- Task instructions: Below is a block of records; return all of them exactly, but without the images.

- Data shown:
■ ■ ■ ■ ■ ■ ■
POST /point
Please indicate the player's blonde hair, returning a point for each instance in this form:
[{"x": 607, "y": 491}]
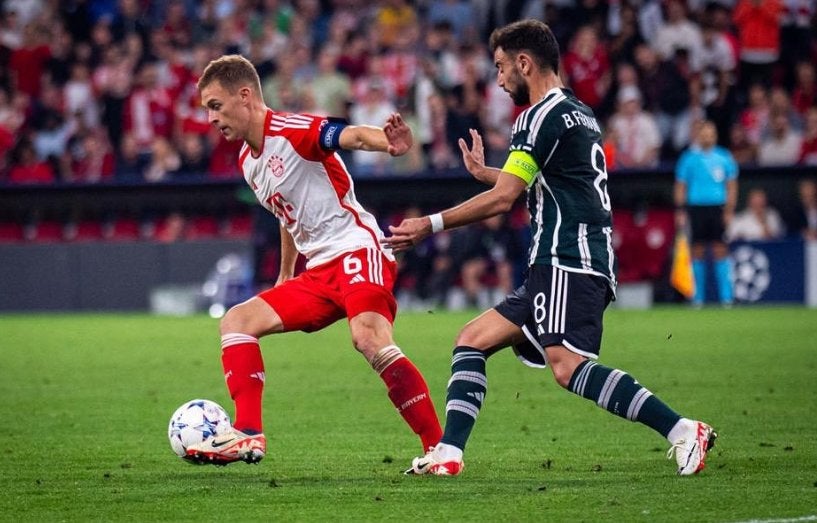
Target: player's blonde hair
[{"x": 232, "y": 71}]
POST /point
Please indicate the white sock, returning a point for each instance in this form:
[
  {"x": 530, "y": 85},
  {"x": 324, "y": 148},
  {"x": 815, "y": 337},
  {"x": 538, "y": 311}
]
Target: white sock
[
  {"x": 680, "y": 430},
  {"x": 447, "y": 452}
]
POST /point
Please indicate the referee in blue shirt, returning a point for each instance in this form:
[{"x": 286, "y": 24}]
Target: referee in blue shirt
[{"x": 706, "y": 187}]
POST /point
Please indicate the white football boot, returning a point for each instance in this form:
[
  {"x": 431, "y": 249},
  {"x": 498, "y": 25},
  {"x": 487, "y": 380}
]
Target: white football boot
[
  {"x": 228, "y": 448},
  {"x": 691, "y": 447},
  {"x": 442, "y": 460}
]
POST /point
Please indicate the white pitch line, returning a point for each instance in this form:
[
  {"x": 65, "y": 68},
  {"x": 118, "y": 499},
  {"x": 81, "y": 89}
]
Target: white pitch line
[{"x": 812, "y": 517}]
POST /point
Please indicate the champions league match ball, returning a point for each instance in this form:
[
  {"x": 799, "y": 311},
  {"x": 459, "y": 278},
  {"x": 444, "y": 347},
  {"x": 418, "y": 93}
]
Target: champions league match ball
[{"x": 194, "y": 422}]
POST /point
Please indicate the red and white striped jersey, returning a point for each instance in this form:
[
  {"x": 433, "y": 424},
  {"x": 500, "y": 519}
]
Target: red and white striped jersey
[{"x": 309, "y": 189}]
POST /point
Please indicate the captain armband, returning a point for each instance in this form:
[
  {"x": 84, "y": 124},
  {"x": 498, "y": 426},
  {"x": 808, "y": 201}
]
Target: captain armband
[
  {"x": 522, "y": 165},
  {"x": 330, "y": 133}
]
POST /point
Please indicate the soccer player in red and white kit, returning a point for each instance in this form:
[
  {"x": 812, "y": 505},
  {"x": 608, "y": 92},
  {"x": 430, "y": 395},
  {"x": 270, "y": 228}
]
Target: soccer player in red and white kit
[{"x": 290, "y": 162}]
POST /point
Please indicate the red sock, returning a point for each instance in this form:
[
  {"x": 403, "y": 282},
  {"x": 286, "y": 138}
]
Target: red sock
[
  {"x": 244, "y": 373},
  {"x": 409, "y": 393}
]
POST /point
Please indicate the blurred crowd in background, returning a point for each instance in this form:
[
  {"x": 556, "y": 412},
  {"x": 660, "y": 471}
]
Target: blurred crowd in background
[
  {"x": 105, "y": 90},
  {"x": 99, "y": 89}
]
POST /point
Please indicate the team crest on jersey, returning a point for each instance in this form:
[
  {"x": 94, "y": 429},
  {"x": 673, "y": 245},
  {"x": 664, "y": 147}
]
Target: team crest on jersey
[{"x": 276, "y": 165}]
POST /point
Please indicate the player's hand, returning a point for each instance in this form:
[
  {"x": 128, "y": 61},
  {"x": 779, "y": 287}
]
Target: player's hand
[
  {"x": 282, "y": 278},
  {"x": 398, "y": 134},
  {"x": 680, "y": 218},
  {"x": 406, "y": 235},
  {"x": 473, "y": 158}
]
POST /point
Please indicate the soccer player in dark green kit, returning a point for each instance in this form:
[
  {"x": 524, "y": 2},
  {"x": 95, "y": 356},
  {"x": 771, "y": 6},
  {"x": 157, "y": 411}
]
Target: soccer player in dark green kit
[{"x": 555, "y": 318}]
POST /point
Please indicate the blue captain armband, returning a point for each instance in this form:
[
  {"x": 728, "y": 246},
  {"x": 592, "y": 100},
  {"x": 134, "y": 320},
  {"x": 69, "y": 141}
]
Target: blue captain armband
[{"x": 330, "y": 133}]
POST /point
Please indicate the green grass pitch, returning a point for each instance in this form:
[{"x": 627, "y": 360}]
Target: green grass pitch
[{"x": 86, "y": 401}]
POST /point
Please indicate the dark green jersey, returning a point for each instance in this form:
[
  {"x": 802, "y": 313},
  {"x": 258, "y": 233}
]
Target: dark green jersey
[{"x": 567, "y": 197}]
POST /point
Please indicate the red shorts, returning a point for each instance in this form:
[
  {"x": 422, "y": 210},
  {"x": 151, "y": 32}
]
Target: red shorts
[{"x": 360, "y": 281}]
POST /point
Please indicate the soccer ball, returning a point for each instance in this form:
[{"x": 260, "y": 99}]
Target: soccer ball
[{"x": 194, "y": 422}]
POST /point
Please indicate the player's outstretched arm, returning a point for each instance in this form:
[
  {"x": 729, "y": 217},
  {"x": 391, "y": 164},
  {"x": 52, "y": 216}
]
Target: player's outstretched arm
[
  {"x": 474, "y": 159},
  {"x": 494, "y": 201},
  {"x": 394, "y": 138}
]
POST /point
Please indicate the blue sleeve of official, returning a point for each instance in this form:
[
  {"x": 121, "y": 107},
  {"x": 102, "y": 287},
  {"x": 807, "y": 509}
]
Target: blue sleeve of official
[{"x": 682, "y": 168}]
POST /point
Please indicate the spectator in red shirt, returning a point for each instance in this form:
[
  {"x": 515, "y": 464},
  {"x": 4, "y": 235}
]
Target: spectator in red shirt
[
  {"x": 758, "y": 25},
  {"x": 588, "y": 67},
  {"x": 26, "y": 168},
  {"x": 804, "y": 96},
  {"x": 808, "y": 151},
  {"x": 28, "y": 62},
  {"x": 148, "y": 110}
]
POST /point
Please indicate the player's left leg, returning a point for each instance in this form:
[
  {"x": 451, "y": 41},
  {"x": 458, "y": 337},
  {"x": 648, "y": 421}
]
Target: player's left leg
[
  {"x": 407, "y": 389},
  {"x": 365, "y": 280},
  {"x": 244, "y": 374},
  {"x": 571, "y": 327},
  {"x": 482, "y": 336}
]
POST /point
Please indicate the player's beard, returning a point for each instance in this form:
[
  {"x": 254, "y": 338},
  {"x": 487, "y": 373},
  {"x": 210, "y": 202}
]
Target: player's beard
[{"x": 521, "y": 92}]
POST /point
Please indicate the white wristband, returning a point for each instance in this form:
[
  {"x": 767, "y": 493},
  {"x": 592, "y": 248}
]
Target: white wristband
[{"x": 437, "y": 224}]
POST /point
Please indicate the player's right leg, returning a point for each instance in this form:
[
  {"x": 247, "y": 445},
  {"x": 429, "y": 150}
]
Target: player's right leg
[
  {"x": 467, "y": 387},
  {"x": 244, "y": 373}
]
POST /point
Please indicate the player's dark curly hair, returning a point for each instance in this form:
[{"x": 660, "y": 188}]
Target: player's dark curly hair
[{"x": 532, "y": 36}]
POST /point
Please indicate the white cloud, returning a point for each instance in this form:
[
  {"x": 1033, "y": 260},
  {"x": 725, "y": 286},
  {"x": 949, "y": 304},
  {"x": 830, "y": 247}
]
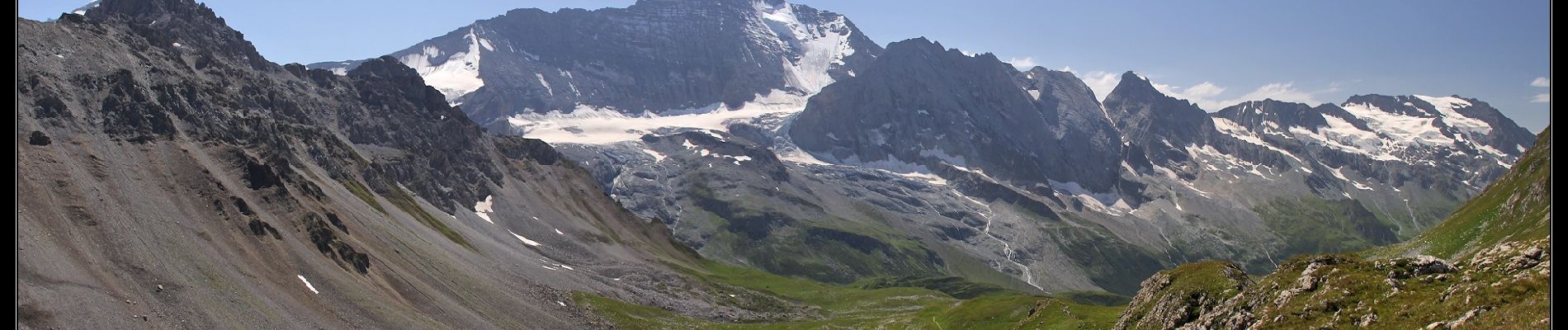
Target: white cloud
[
  {"x": 1023, "y": 63},
  {"x": 1207, "y": 94}
]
■ ■ ■ ■ ■ ■ ■
- Full solution:
POST /point
Please indicate the player's blonde hair, returning a point for each instance in this form:
[{"x": 607, "y": 491}]
Target: player's blonde hair
[{"x": 232, "y": 71}]
POST /point
Please indicate the white sock, returning a point for each instance in this form:
[
  {"x": 530, "y": 85},
  {"x": 324, "y": 148},
  {"x": 815, "y": 337},
  {"x": 538, "y": 311}
]
Target: white sock
[
  {"x": 680, "y": 430},
  {"x": 447, "y": 452}
]
POST /point
Please indicate the referee in blue shirt, returning a point for each instance in this form:
[{"x": 286, "y": 24}]
Target: referee in blue shirt
[{"x": 706, "y": 187}]
POST /point
Please indicate the white football boot, returning a point for each instance in this form:
[
  {"x": 431, "y": 249},
  {"x": 498, "y": 25},
  {"x": 487, "y": 380}
]
Target: white football boot
[
  {"x": 228, "y": 448},
  {"x": 691, "y": 447},
  {"x": 442, "y": 460}
]
POST /point
Please indicate the white pitch line, returning a point for each instance in this form:
[
  {"x": 65, "y": 68},
  {"x": 118, "y": 499},
  {"x": 81, "y": 89}
]
Target: white pitch line
[{"x": 812, "y": 517}]
POST /point
Please indicate the champions league match ball, returning a point for each instance in this form:
[
  {"x": 799, "y": 311},
  {"x": 459, "y": 278},
  {"x": 444, "y": 347},
  {"x": 418, "y": 93}
]
Target: champions league match ball
[{"x": 194, "y": 422}]
POST /point
Please indicate the red and white striped jersey, returning a point for each instance in this form:
[
  {"x": 433, "y": 424},
  {"x": 500, "y": 519}
]
Target: red and white striped jersey
[{"x": 309, "y": 189}]
POST /point
Please indicate the captain armband, returning a point for each instance in this form:
[
  {"x": 84, "y": 124},
  {"x": 498, "y": 426},
  {"x": 808, "y": 201}
]
Target: captain armband
[
  {"x": 522, "y": 165},
  {"x": 330, "y": 133}
]
POST /point
Please indicate the soccer player in red and white kit, returning a point for each instance in this form:
[
  {"x": 812, "y": 505},
  {"x": 608, "y": 92},
  {"x": 430, "y": 395},
  {"x": 270, "y": 228}
]
Target: soccer player in red and white kit
[{"x": 290, "y": 162}]
POST /point
Please indicate the red sock, returning a point for each instance in this form:
[
  {"x": 403, "y": 282},
  {"x": 286, "y": 138}
]
Target: red sock
[
  {"x": 244, "y": 373},
  {"x": 409, "y": 393}
]
POST /point
Please indicate the blurred crowd in background, returning a point for each instance in this form:
[
  {"x": 556, "y": 412},
  {"x": 660, "y": 471}
]
Target: blurred crowd in background
[
  {"x": 105, "y": 90},
  {"x": 99, "y": 89}
]
POST /point
Please indicate the team crest on jersey, returning a point for each instance in this form:
[
  {"x": 94, "y": 429},
  {"x": 673, "y": 245},
  {"x": 664, "y": 147}
]
Target: team crest on jersey
[{"x": 276, "y": 165}]
POST /point
Please indicate the player's hand, returning a point for each instance in this form:
[
  {"x": 128, "y": 61},
  {"x": 779, "y": 287}
]
Target: player's hand
[
  {"x": 282, "y": 278},
  {"x": 398, "y": 134},
  {"x": 680, "y": 218},
  {"x": 406, "y": 235},
  {"x": 473, "y": 158}
]
POST /point
Please indicate the soccer player in dark green kit, returning a point for each instance in this form:
[
  {"x": 524, "y": 2},
  {"x": 95, "y": 356},
  {"x": 771, "y": 6},
  {"x": 157, "y": 411}
]
Target: soccer player in dark green kit
[{"x": 555, "y": 318}]
POST /point
Please indicate the blue captain armband, returning a point for each instance in this form:
[
  {"x": 728, "y": 246},
  {"x": 592, "y": 100},
  {"x": 134, "y": 320},
  {"x": 69, "y": 141}
]
Target: blue captain armband
[{"x": 330, "y": 133}]
POST /point
Please indicate the green grass pitch, returning a point for each instance in this form:
[{"x": 627, "y": 360}]
Target: green grass pitch
[{"x": 86, "y": 401}]
POST /point
Please indicate the dark green jersey, returning a point for each instance in this form:
[
  {"x": 802, "y": 313},
  {"x": 258, "y": 233}
]
Target: dark green jersey
[{"x": 567, "y": 197}]
POST /point
Please indicate the red shorts, returning a point for each instance in this form:
[
  {"x": 422, "y": 210},
  {"x": 151, "y": 32}
]
Target: red shorts
[{"x": 360, "y": 281}]
POST /point
Please indicate the soccer ball, returning a point for each instance in this form:
[{"x": 260, "y": 99}]
Target: soccer ball
[{"x": 194, "y": 422}]
POST /point
Please indicate the player's outstretched arm, returning a point for each instance in this form:
[
  {"x": 729, "y": 217},
  {"x": 391, "y": 164},
  {"x": 52, "y": 216}
]
Target: player's outstretched arm
[
  {"x": 474, "y": 159},
  {"x": 494, "y": 201},
  {"x": 394, "y": 138}
]
POST /point
Please indicate the blue sleeve of official, returning a point for each instance in this form:
[
  {"x": 121, "y": 107},
  {"x": 102, "y": 287},
  {"x": 807, "y": 509}
]
Target: blue sleeve of official
[{"x": 682, "y": 168}]
POST /point
Please indicate the spectator in red shirt, returning a point for each instance in this form:
[
  {"x": 515, "y": 464},
  {"x": 4, "y": 235}
]
Target: spectator in red shirt
[
  {"x": 758, "y": 25},
  {"x": 588, "y": 67},
  {"x": 26, "y": 168},
  {"x": 804, "y": 96},
  {"x": 808, "y": 151},
  {"x": 28, "y": 62},
  {"x": 148, "y": 110}
]
POST /point
Please indicate the player's left leg, returning a point for each instance in this form:
[
  {"x": 451, "y": 41},
  {"x": 458, "y": 337},
  {"x": 648, "y": 421}
]
Target: player's left leg
[
  {"x": 407, "y": 389},
  {"x": 365, "y": 280},
  {"x": 244, "y": 374},
  {"x": 571, "y": 327},
  {"x": 482, "y": 336}
]
POST /point
Please indicate the player's beard, returning a point for each instance in this form:
[
  {"x": 254, "y": 338},
  {"x": 487, "y": 373},
  {"x": 210, "y": 202}
]
Target: player's beard
[{"x": 521, "y": 92}]
POST /point
Please indicate the white wristband, returning a point for each instance in this form:
[
  {"x": 767, "y": 493},
  {"x": 592, "y": 248}
]
Target: white wristband
[{"x": 437, "y": 224}]
POST /point
Please indicate the player's right leg, returning a point for each instance in this form:
[
  {"x": 247, "y": 445},
  {"x": 429, "y": 150}
]
Target: player's right leg
[
  {"x": 467, "y": 387},
  {"x": 244, "y": 373}
]
POST /point
Please indicate the player's dark curly hair, returning a point for each instance in this form:
[{"x": 660, "y": 188}]
Target: player's dark curly hair
[{"x": 532, "y": 36}]
POST /point
Please indicate the white cloud, returning a point for each instance in this form:
[
  {"x": 1033, "y": 260},
  {"x": 725, "y": 286},
  {"x": 949, "y": 304},
  {"x": 830, "y": 247}
]
Target: white cloud
[
  {"x": 1023, "y": 63},
  {"x": 1207, "y": 94}
]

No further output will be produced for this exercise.